⟨
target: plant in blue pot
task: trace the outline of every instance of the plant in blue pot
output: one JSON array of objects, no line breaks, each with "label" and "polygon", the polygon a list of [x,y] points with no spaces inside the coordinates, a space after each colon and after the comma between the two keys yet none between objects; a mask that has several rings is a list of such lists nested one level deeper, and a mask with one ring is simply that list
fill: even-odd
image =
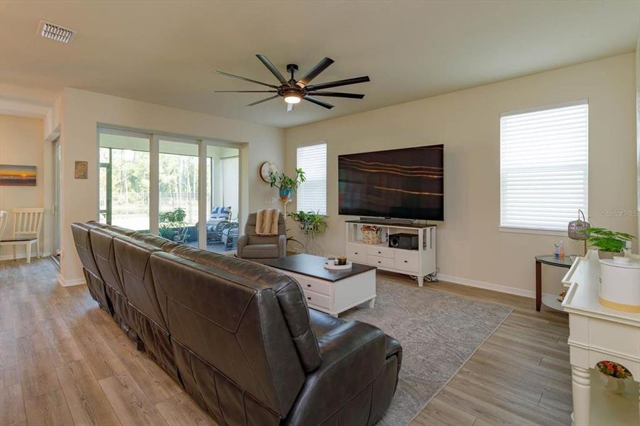
[{"label": "plant in blue pot", "polygon": [[298,190],[298,185],[306,180],[305,173],[301,168],[295,169],[295,175],[293,178],[284,173],[272,173],[269,176],[269,184],[271,187],[275,187],[279,190],[280,200],[282,201],[288,201],[291,198],[291,194]]}]

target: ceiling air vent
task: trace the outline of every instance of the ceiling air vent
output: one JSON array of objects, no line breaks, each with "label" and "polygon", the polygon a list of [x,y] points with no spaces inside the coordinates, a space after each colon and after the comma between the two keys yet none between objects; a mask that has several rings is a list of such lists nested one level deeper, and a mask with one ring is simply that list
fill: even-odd
[{"label": "ceiling air vent", "polygon": [[75,38],[77,31],[74,31],[46,21],[40,21],[38,33],[45,38],[50,38],[54,41],[67,43]]}]

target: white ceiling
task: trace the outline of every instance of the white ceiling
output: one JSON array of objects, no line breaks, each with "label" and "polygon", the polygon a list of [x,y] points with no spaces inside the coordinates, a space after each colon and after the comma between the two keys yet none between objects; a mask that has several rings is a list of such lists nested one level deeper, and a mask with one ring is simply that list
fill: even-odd
[{"label": "white ceiling", "polygon": [[[557,68],[635,49],[640,1],[0,1],[0,90],[72,87],[271,126],[290,127]],[[79,32],[40,38],[41,19]],[[283,73],[335,60],[314,82],[368,75],[324,98],[332,110],[281,99],[244,105],[271,84],[256,58]],[[4,89],[3,89],[4,88]],[[9,93],[9,95],[14,96]],[[264,97],[266,97],[266,96]]]}]

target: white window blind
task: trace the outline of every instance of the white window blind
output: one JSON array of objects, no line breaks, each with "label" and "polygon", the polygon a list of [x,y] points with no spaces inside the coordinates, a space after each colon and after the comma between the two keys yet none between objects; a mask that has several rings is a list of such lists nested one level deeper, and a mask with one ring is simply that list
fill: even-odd
[{"label": "white window blind", "polygon": [[566,231],[587,212],[586,100],[500,118],[500,226]]},{"label": "white window blind", "polygon": [[300,146],[296,165],[307,180],[298,188],[298,209],[327,214],[327,144]]}]

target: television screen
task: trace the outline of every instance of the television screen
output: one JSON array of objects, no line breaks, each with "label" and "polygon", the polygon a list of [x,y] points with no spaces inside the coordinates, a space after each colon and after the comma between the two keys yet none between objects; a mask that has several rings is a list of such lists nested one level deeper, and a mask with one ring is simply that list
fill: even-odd
[{"label": "television screen", "polygon": [[339,213],[444,220],[444,145],[338,156]]}]

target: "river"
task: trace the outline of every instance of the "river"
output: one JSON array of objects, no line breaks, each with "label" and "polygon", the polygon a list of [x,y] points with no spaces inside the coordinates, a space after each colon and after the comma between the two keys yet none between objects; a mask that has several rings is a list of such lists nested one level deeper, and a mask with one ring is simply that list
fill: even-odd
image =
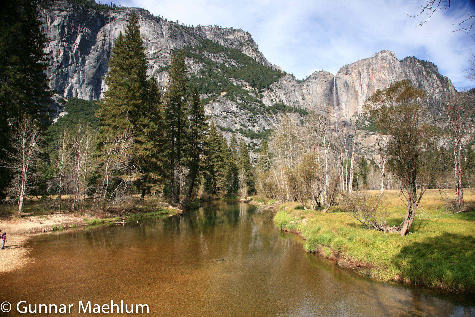
[{"label": "river", "polygon": [[[0,315],[45,315],[44,307],[41,314],[18,312],[26,301],[20,310],[72,304],[71,313],[57,315],[109,316],[79,314],[79,302],[94,308],[113,300],[129,310],[147,304],[149,313],[133,314],[145,316],[475,316],[472,295],[341,269],[305,252],[271,217],[218,201],[180,216],[35,236],[31,262],[0,275],[0,299],[12,306]],[[130,314],[113,314],[121,315]]]}]

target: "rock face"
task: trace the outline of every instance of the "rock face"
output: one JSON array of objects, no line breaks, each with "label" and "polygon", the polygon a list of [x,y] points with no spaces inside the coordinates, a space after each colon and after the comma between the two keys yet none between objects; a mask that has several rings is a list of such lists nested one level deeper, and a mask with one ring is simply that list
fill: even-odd
[{"label": "rock face", "polygon": [[399,61],[393,52],[385,50],[343,66],[334,76],[315,72],[300,84],[293,77],[285,76],[271,85],[273,91],[268,92],[263,101],[266,105],[282,102],[346,121],[361,111],[365,100],[377,89],[404,79],[425,90],[433,108],[455,92],[450,80],[441,76],[433,63],[414,57]]},{"label": "rock face", "polygon": [[[97,100],[103,96],[107,89],[103,78],[108,71],[111,49],[133,11],[139,17],[141,34],[146,46],[148,75],[155,76],[162,86],[166,82],[166,67],[174,51],[199,45],[205,39],[237,49],[261,65],[282,72],[259,51],[251,35],[242,30],[216,26],[186,26],[139,8],[100,11],[68,0],[53,0],[52,3],[39,8],[44,29],[50,39],[46,48],[53,61],[48,75],[51,88],[65,98]],[[237,65],[236,60],[227,59],[222,55],[204,54],[216,65]],[[190,73],[195,75],[204,67],[196,59],[187,58],[186,61]],[[247,82],[228,79],[249,91],[248,95],[254,98],[252,106],[265,110],[266,107],[283,104],[347,122],[358,113],[365,100],[376,89],[386,88],[395,81],[408,79],[425,90],[428,101],[434,109],[455,91],[450,81],[441,76],[432,63],[410,57],[399,61],[388,50],[343,66],[336,75],[319,71],[299,83],[293,76],[286,75],[271,85],[270,89],[260,92]],[[222,92],[205,106],[207,115],[222,127],[235,130],[244,127],[258,133],[278,124],[278,115],[268,115],[265,111],[253,114],[246,110],[248,106],[243,106],[247,102],[245,100],[233,101],[225,97],[226,92]],[[251,141],[247,140],[248,143]]]},{"label": "rock face", "polygon": [[46,51],[52,58],[48,71],[52,88],[64,97],[97,100],[106,89],[103,77],[108,70],[111,49],[124,31],[132,12],[138,16],[140,32],[146,45],[148,75],[163,82],[159,69],[168,65],[176,49],[194,46],[207,39],[237,48],[262,65],[272,65],[259,51],[247,32],[218,27],[190,27],[155,17],[143,9],[132,8],[97,11],[67,0],[40,7],[40,19],[50,38]]}]

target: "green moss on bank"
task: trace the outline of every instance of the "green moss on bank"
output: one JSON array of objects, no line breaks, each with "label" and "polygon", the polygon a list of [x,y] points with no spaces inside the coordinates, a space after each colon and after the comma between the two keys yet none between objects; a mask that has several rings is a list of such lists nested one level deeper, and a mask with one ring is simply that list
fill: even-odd
[{"label": "green moss on bank", "polygon": [[295,210],[293,203],[281,206],[274,223],[302,236],[308,252],[346,260],[373,278],[475,292],[475,211],[418,219],[401,237],[364,229],[345,212]]}]

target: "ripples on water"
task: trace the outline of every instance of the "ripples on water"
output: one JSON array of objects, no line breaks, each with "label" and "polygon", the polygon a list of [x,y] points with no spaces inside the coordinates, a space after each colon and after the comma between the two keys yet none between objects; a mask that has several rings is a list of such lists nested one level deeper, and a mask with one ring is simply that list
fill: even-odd
[{"label": "ripples on water", "polygon": [[74,304],[68,316],[89,315],[77,314],[80,300],[113,300],[147,304],[150,316],[475,316],[471,296],[341,269],[254,211],[220,201],[180,217],[36,236],[29,267],[0,275],[0,299]]}]

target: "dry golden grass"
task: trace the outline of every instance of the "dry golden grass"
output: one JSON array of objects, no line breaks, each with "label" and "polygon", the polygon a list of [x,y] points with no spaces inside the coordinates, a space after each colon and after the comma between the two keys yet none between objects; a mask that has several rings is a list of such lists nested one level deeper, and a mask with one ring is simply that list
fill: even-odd
[{"label": "dry golden grass", "polygon": [[[453,191],[447,194],[455,196]],[[466,202],[475,201],[471,191],[465,197]],[[406,209],[399,192],[387,191],[384,204],[390,211],[388,224],[399,225]],[[326,257],[362,263],[368,276],[475,292],[475,211],[453,214],[438,190],[425,193],[404,237],[366,229],[338,206],[330,211],[304,211],[296,202],[286,202],[279,206],[274,222],[303,237],[306,250],[318,249]]]}]

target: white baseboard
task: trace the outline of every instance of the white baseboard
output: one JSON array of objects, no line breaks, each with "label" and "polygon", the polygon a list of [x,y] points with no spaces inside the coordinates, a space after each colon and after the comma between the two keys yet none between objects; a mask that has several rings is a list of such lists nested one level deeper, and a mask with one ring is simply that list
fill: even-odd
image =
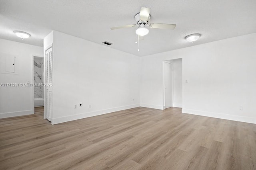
⟩
● OBJECTIVE: Copy out the part of the records above that opens with the line containing "target: white ceiling" and closes with the line containing "task: trace the outline of every instance of the white ceiling", reproducing both of those lines and everything between them, and nothing else.

● EXERCISE RESULT:
target: white ceiling
task: trace the outline of every instance of the white ceiling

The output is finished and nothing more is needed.